- ОТРЫВОК -

───

Однажды в тюрьме произошло ЧП: Зазнобин, один из офицеров оперчасти, ударил политзаключенного Михаила Казачкова, ученого-физика из Ленинграда, в семьдесят пятом году подавшего документы на выезд из СССР и осужденного на пятнадцать лет по обвинению в измене Родине. Сейчас он проводил длительную голодовку, протестуя против действий цензуры, не пропускавшей его письма матери. Раз в несколько дней Казачкова кормили искусственно; месяц проходил за месяцем, Михаил терял последние силы, но не уступал. Мы писали заявления, вызывали прокурора - ничто не помогало. И вот у властей, видимо, лопнуло терпение...
- Ребята! - кричал Казачков. - Зазнобин меня ударил!
- Требуем врача для экспертизы! - вторил ему Володя Балахонов, сосед Михаила по камере. Володя работал в одном из учреждений ООН в Женеве и стал "невозвращенцем". Когда же его жена с ребенком вернулись в СССР, он, не выдержав разлуки, вскоре последовал за ними -и получил свои двенадцать лет. Очень быстро Балахонов приобрел репутацию одного из самых непокорных зеков ГУЛАГа.
Услышав их крики, мы с Пяткусом подбежали к двери и стали колотить в нее:
- Прокурора и врача! Прокурора и врача!
Одна за другой к нам присоединялись остальные камеры.
Тут прибежал начальник тюрьмы, за ним - прокурор.

───

- ЗАДАНИЯ К УПРАЖНЕНИЮ -
1) Выпишите из отрывка о голодовке Казачкова фрагмент от «Услышав их крики, мы» до «ним - прокурор.».
2) Продолжите отрывок о голодовке Казачкова, начав сразу после его последнего предложения.

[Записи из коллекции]
───

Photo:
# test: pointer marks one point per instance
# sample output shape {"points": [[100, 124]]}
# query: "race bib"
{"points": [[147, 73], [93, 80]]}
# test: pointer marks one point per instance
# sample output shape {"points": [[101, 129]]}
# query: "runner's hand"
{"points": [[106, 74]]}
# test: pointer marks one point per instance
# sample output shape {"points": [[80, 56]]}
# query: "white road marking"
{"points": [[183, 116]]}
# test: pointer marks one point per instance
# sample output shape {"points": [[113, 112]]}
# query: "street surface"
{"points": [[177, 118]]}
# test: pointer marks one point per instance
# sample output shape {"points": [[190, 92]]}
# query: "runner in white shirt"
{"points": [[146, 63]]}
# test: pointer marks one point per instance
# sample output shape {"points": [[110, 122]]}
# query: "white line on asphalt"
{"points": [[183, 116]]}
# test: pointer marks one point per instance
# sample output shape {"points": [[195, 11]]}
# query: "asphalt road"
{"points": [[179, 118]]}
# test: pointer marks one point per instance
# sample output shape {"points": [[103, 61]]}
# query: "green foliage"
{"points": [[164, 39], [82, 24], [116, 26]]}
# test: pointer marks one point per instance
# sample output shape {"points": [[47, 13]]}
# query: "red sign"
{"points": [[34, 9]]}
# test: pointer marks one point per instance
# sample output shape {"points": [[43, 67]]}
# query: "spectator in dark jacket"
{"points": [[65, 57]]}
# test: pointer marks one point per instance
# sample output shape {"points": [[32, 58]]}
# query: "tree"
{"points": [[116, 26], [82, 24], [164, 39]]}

───

- ОТВЕТЫ К УПРАЖНЕНИЮ -
1)
Услышав их крики, мы с Пяткусом подбежали к двери и стали колотить в нее:
- Прокурора и врача! Прокурора и врача!
Одна за другой к нам присоединялись остальные камеры.
Тут прибежал начальник тюрьмы, за ним - прокурор.

2)
- Никто Казачкова не бил! - пытались они успокоить возмущенных узников. - Это провокация!
- Вызовите врача! - требовали мы.- Покажите нам Казачкова!
- Не видим никаких оснований.
Тут надо сказать, что побои в тюрьме - дело обычное, бытовиков надзиратели и офицеры бьют очень часто. Не раз из противоположного конца коридора до нас доносились крики истязаемых, протесты их соседей, ругань; мы вызывали прокурора, но "факты не подтверждались" - ведь нам не были известны ни фамилии пострадавших, ни номера их камер. Особенно любил мордовать людей сам "кум" - заместитель начальника тюрьмы по режимно-оперативной работе Николаев, постоянно ходивший в белых перчатках. Когда я попал в Чистополь по второму разу, в восемьдесят первом году, то узнал, что этот садист повесился с перепоя, - большой тогда праздник был у зеков!
Нас же, политиков, тюремщики не трогали, хотя удержаться от такого соблазна им было наверняка нелегко: ведь приходя к нам из другого конца коридора, где они только что орудовали кулаком и дубинкой, надзирателям приходилось переключаться на человеческий язык, забывать о мате и обращаться к нам на "вы". Иногда они все же срывались, но быстро спохватывались и извинялись. Мы прекрасно понимали: если хоть раз позволим им переступить черту и ударить политика - статус-кво невозможно будет восстановить. Такое нельзя оставить безнаказанным.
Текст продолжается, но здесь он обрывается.